--- TASK DIRECTIONS ---
Only the total should be returned: the number of lines in the data that hold the string "query".

━━━━━ SUPPLIED DATA

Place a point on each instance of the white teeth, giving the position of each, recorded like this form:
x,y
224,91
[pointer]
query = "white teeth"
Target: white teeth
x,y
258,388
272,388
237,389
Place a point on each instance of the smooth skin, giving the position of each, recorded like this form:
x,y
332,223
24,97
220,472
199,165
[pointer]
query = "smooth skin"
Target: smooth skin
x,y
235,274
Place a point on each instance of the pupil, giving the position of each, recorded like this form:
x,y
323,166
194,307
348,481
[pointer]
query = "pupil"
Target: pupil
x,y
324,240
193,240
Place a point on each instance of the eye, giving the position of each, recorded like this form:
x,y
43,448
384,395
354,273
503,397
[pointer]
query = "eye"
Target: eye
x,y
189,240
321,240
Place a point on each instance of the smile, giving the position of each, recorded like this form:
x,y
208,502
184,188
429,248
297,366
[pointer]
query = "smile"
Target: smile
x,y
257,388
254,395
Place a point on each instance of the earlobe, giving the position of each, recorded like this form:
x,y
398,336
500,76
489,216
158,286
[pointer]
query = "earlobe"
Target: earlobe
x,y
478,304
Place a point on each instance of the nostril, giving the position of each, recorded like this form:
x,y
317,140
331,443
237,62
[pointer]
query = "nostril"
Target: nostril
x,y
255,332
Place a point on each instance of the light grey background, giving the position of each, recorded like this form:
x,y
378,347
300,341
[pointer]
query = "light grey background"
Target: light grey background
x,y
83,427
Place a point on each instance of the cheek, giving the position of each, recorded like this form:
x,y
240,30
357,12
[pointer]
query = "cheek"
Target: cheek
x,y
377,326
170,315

━━━━━━━━━━

--- EXERCISE RESPONSE ---
9